■ Directions: Copy all the entries below exactly, but not the pictures.

[Image-grounded pointing data]
────────────────────
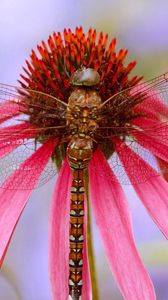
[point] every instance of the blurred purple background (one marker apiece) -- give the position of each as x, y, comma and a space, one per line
140, 26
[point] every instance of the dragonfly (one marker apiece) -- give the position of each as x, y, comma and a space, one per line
81, 124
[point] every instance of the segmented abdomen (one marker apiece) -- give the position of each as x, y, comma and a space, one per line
76, 234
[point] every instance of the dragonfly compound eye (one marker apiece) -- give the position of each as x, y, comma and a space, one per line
85, 77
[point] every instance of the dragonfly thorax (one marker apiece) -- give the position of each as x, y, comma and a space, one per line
82, 112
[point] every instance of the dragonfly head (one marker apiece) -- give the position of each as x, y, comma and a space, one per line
85, 77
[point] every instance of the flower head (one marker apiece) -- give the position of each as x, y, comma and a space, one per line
78, 101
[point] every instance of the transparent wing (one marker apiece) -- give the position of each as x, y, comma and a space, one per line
20, 139
146, 135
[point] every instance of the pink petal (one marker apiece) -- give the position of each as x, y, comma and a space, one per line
153, 105
12, 202
157, 145
8, 110
59, 240
153, 193
113, 220
13, 136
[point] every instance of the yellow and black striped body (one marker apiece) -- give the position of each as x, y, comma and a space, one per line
79, 154
81, 119
76, 234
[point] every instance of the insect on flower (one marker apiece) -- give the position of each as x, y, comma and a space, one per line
79, 112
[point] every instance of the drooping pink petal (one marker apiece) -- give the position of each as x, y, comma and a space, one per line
157, 145
8, 110
13, 136
59, 240
113, 220
12, 202
152, 104
59, 235
153, 192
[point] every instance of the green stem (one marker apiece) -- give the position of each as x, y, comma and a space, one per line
95, 293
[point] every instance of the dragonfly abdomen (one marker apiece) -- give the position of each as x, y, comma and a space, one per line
79, 154
76, 234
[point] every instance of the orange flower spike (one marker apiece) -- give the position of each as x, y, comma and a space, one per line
29, 66
130, 66
51, 43
100, 42
96, 65
82, 51
122, 54
78, 59
92, 55
34, 58
79, 32
56, 72
90, 34
94, 36
37, 74
26, 71
67, 64
25, 79
72, 53
67, 51
100, 56
111, 62
41, 51
111, 48
105, 41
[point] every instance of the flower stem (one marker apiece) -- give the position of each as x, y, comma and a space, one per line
95, 293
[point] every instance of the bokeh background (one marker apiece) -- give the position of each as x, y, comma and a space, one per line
142, 27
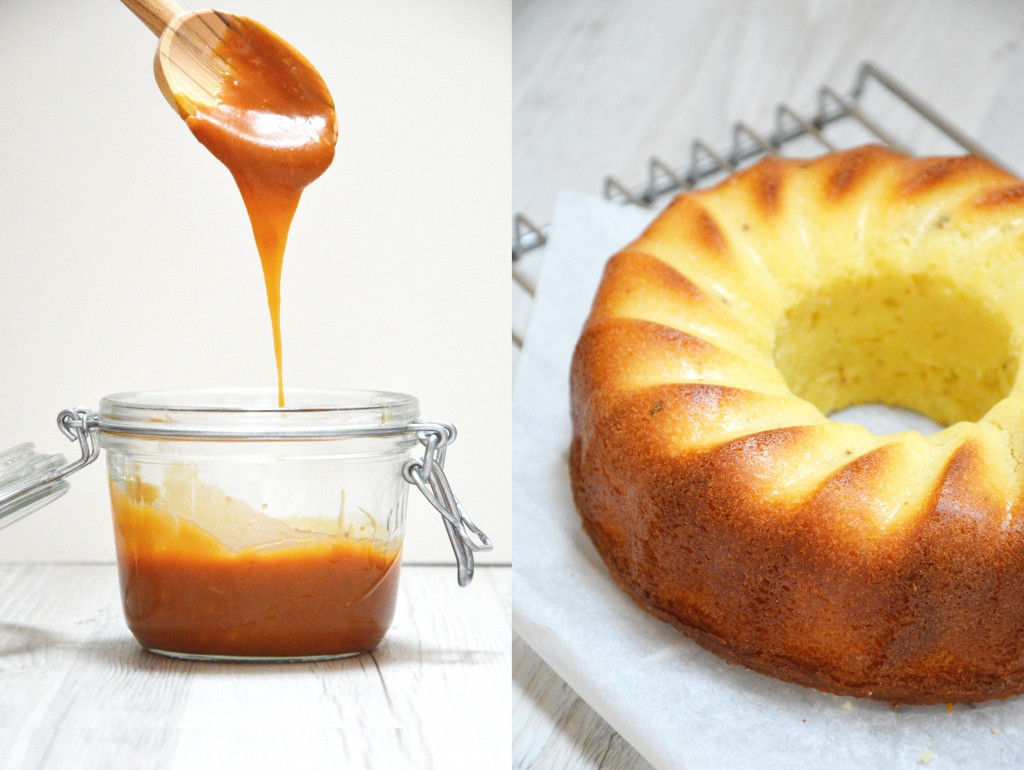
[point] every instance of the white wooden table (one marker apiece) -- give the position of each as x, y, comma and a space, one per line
599, 86
77, 691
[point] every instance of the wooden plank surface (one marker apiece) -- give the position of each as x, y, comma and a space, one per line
599, 86
434, 694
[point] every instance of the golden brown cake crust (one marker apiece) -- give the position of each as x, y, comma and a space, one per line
690, 484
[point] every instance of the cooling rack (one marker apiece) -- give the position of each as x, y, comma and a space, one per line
878, 109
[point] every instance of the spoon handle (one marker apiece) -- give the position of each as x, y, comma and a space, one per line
155, 13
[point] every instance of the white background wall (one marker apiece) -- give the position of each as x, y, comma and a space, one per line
128, 261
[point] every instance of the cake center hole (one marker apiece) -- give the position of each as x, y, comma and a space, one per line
910, 342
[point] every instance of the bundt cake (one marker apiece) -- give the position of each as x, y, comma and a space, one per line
710, 477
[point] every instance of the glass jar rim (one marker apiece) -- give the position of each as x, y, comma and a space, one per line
253, 413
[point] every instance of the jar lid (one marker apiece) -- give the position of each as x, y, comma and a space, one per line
254, 414
29, 480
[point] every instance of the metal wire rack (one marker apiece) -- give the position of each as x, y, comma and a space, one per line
840, 121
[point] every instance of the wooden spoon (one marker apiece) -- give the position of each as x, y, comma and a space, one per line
189, 68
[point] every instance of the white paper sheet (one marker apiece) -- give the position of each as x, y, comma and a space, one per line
679, 706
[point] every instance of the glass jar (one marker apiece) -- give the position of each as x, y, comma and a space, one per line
247, 530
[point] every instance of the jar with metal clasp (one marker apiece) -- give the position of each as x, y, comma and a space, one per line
247, 530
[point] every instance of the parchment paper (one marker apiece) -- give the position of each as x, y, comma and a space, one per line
679, 706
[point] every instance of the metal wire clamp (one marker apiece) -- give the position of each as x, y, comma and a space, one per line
428, 476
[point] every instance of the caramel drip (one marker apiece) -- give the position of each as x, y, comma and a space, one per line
273, 126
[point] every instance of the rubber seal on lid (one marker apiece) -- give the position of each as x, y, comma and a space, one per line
23, 469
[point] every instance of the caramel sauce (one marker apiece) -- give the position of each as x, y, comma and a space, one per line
184, 591
273, 126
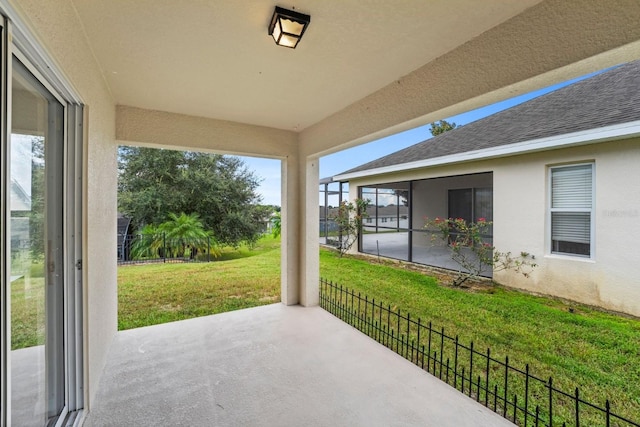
────────────────────
■ Worked solution:
[point] every instance of the blurred purple background (one marker apiece) -- give the position of each as x, y, comma and a space, one per line
140, 26
[point] every instance of the dragonfly (one marker apiece) -- give the position of each as x, y, comma and a space, one per line
81, 124
[point] every instance of the segmented abdomen (one marker apiece) -- give the position of each as x, y, comma and a space, one per line
76, 234
[point] every instance of the dragonfly compound eye (one marker apiece) -- give the position of each as x, y, comma and a space, one per line
85, 77
[point] every instance of the dragonfly thorax (one marker apiece) -- give the position of each as x, y, comma and a space, one per line
82, 112
[point] every instance of the dragonfly head (one marker apiece) -- give the position of each as x, y, comma and a space, one per line
85, 77
[point] every instance of the flower head (one marker apiece) -- give the position of each as x, y, comma and a space, one per line
78, 101
[point] every instance of the transparent wing (one marker apiece) -- give the position of each as x, y, comma and a space, one per line
20, 139
146, 135
[point] every instance of the pink petal (one marker apiece) -- give the position of each as x, y, comma and a space, one per line
153, 105
12, 202
157, 145
8, 110
59, 240
153, 193
113, 220
13, 136
[point] every instance of the yellow and black striped body (one marker apiece) -- give the position of each as x, y, comma and a space, one per line
79, 154
81, 119
76, 234
[point] every instance of the insect on flower (one marker apiece) -- give the position of each as x, y, comma and a space, one per line
79, 112
[point] every instance of the drooping pink petal (one marker apiece) -- give the position of each as x, y, comma and a space, one per line
157, 145
8, 110
13, 136
59, 240
113, 220
12, 202
152, 104
59, 235
153, 192
[point] every instance of the green stem (one marker apiece) -- give the position of each as x, y, comma and a space, one per line
95, 293
[point] every instance of the dragonfly abdomen (one marker apiece) -- give the position of each as x, y, comma and a space, one per line
79, 154
76, 234
[point] every instance of the orange flower spike (one marker apiece) -- give the position of each as x, y, comma and a space, one per line
29, 66
130, 66
51, 43
100, 42
96, 65
82, 51
122, 54
78, 59
92, 55
34, 58
79, 32
56, 72
90, 34
94, 36
37, 74
26, 71
67, 64
25, 79
72, 53
67, 51
100, 56
111, 62
41, 51
111, 48
105, 41
[point] every instance of the flower stem (one marker apiece) -- give the position of each as x, y, comma and a space, one per line
95, 293
[point] every instance of the bokeh background (one marker apiece) -- give the position of each as x, y, comma and a space, one per line
142, 27
[point] every instance of the white wooden table (one marker apiece) -- give the position of each as x, y, comma and a space, one per line
599, 86
77, 691
[point] every instance of the wooden plank surface (one marker apiece) -- give the position of each as x, y, comma and a space, one per line
599, 86
434, 694
[point] every instance of the golden brown cake crust (one marker apiece) -- give the position of each as x, y, comma and a space, one per line
690, 484
[point] every instance of the cooling rack (one marker apiece) -- give the position of each as x, y, comma and a space, one per line
878, 109
[point] every instance of the spoon handle (one marker apiece) -- give the position of each as x, y, comma and a space, one per line
155, 13
[point] every instance of the white background wall (one marker apiece) -- give the position of each as x, y, comma and a space, one per line
128, 261
[point] every instance of the cake center hole (one marker apiece) -- give the position of each as x, y, comma and a space, one per line
910, 342
[point] every instance of the bundt cake (one marker apiece) -- give the position of each as x, y, comma and a space, one per line
710, 477
[point] every instance of the glass jar rim (one marker apiece) -- give the position of each as x, y, comma and a space, one per line
253, 413
[point] every instance of the jar lid (one marker apiece) -- give the position of each as x, y, comma and a space, one per line
254, 414
29, 480
[point] every instance of the metal wire rack (one marker apiece) -- give the position of each as x, y, comma and a space, one per line
840, 121
[point] every instance of the wooden spoon (one marker apiece) -- give the position of each as x, y, comma and a space, one per line
189, 68
[point] every instance of the white paper sheet (one marker apiece) -- give the position of each as x, y, comma and a space, one per line
679, 706
[point] every instance of the glass jar (one marker apiece) -- give the position of each as x, y, comma and a space, one per line
247, 530
[point] every instance of the jar with metal clasp (one marker apiece) -- give the position of each as x, y, comma and a space, one per line
247, 530
[point] every instance of the parchment paper (one marker apiece) -- give the position of each as x, y, comma and a space, one per line
679, 706
[point] every instance of the metal wire clamp (one marker apiece) -- give the position of each as x, y, comma and a space, one per line
428, 476
[point] every instance of the caramel drip (one marker apiece) -- give the position of each as x, y, comma and a space, one per line
273, 126
[point] every instance of the rubber seal on lid (one marker apiece) -- give the position of each as x, y, comma and a space, one per line
23, 469
[point] every instance of the caramel sauce (one marker apiece) -- give the position of each as x, y, comma and a space, one per line
184, 591
273, 126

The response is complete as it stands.